• **EXTRACTED TEXT**
— Start —

JAN E. DUBOIS, District Judge.
This case is based on the servicing of plaintiffs Kimberly and George Andress's ("plaintiffs") home mortgage by defendants Bank of America, N.A., ("BOA") and Nationstar Mortgage, LLC, ("Nationstar"). Presently before the Court is defendant BOA's Motion to Dismiss Plaintiffs' Amended Complaint ("Motion to Dismiss"), filed July 30, 2015, pursuant to Federal Rule of Civil Procedure 12(b)(6) for failure to state a claim upon which relief can be granted. For the reasons set forth below, the Court grants the Motion. Plaintiffs' claim against BOA under the Real Estate Settlement Procedures Act, 12 U.S.C. § 2601, et seq., is dismissed without prejudice to plaintiffs' right to file a second amended complaint if warranted by the facts and applicable law. Plaintiffs' remaining claims against BOA are dismissed with prejudice.
The facts in plaintiffs' Amended Complaint relating to BOA are few. Plaintiffs' home mortgage was obtained from a third party not joined in this action "several decades ago." Am. Compl. ¶ 8. "Approximately eight years ago," the mortgage was purchased by BOA. Am. Compl. ¶ 9. In 2012, BOA sold the mortgage to Nationstar. Am. Compl ¶ 10. Plaintiffs made all mortgage payments timely. Am. Compl. ¶ 12. In 2013, after the sale of the mortgage by BOA, Nationstar began contacting the plaintiffs to inform them that they were in default on the loan due to six months of nonpayment to BOA. Am. Compl. ¶ 11. Plaintiffs allege that this was due to BOA incorrectly recording or failing to record mortgage payments made by plaintiffs. Am. Compl. ¶ 13. Nationstar subsequently foreclosed on the mortgage. Am. Compl. 19.

— End —

[Dataset entries]
— Start —

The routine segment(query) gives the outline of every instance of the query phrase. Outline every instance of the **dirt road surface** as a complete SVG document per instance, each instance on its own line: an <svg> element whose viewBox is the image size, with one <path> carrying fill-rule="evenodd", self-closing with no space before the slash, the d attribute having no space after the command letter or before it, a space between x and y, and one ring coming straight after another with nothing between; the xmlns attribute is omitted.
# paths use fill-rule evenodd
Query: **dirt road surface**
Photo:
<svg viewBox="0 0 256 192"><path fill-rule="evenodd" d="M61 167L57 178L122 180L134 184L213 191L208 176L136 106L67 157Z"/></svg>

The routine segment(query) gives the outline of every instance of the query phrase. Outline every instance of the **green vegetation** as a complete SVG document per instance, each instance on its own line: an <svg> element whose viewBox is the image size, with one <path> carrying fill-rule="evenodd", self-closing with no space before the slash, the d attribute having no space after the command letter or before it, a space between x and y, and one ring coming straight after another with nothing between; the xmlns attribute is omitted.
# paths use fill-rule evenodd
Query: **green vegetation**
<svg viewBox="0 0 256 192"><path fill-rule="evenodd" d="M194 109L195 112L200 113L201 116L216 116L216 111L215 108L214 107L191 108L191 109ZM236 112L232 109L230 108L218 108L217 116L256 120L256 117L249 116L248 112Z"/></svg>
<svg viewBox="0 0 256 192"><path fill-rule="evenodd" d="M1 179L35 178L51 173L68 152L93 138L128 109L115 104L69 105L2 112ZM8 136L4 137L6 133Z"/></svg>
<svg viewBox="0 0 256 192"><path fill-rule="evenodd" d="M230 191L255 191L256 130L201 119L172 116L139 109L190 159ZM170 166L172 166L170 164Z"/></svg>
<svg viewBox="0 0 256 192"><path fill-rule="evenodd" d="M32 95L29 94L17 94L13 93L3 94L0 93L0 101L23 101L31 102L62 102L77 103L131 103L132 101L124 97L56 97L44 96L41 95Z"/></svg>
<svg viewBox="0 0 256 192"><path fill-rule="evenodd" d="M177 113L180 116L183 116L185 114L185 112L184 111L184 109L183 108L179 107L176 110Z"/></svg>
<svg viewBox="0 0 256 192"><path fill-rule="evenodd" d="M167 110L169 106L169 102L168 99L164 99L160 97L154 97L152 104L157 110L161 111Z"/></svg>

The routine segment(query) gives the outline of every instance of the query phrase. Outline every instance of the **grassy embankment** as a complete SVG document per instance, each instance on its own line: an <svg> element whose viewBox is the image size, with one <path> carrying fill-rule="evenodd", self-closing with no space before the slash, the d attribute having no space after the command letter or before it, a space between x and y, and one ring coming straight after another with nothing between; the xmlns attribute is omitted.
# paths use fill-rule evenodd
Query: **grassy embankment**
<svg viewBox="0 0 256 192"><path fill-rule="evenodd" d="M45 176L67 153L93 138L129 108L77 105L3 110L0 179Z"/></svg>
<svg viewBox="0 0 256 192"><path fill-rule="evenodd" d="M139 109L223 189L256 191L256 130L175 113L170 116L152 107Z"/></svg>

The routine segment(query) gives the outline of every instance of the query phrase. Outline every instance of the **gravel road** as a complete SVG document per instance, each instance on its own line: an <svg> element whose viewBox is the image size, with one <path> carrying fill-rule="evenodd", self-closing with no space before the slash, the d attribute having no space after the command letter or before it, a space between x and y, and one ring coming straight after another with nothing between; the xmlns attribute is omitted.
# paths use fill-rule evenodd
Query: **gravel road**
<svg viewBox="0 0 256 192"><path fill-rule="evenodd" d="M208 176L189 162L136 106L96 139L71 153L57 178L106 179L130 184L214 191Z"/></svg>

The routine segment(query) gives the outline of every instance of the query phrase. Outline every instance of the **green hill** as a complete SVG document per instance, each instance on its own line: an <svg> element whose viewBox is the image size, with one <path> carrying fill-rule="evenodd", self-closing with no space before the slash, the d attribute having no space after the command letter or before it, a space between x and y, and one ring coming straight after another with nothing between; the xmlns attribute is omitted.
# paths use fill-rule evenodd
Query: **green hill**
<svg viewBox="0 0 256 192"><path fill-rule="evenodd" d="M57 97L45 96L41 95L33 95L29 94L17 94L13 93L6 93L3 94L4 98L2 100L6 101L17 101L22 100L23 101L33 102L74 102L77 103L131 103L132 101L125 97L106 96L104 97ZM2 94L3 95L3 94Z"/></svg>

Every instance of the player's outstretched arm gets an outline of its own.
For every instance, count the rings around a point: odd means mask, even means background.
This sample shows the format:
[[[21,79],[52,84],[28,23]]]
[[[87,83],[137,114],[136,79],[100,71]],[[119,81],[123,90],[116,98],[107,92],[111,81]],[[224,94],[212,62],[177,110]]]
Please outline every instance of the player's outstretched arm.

— End —

• **PROBLEMS AND TASKS**
1 > Translate this sentence from the court opinion into Spanish: "Plaintiffs made all mortgage payments timely."
2 > In the records, switch "instance" to "occurrence" in the lines starting with the line containing "Every instance of the player's outstretched arm gets" and running through the end of the records, leaving everything else unchanged.

• **TASK-BY-TASK SOLUTIONS**
1 > Los demandantes realizaron todos los pagos de la hipoteca a tiempo.

2 >
Every occurrence of the player's outstretched arm gets an outline of its own.
For every occurrence, count the rings around a point: odd means mask, even means background.
This sample shows the format:
[[[21,79],[52,84],[28,23]]]
[[[87,83],[137,114],[136,79],[100,71]],[[119,81],[123,90],[116,98],[107,92],[111,81]],[[224,94],[212,62],[177,110]]]
Please outline every occurrence of the player's outstretched arm.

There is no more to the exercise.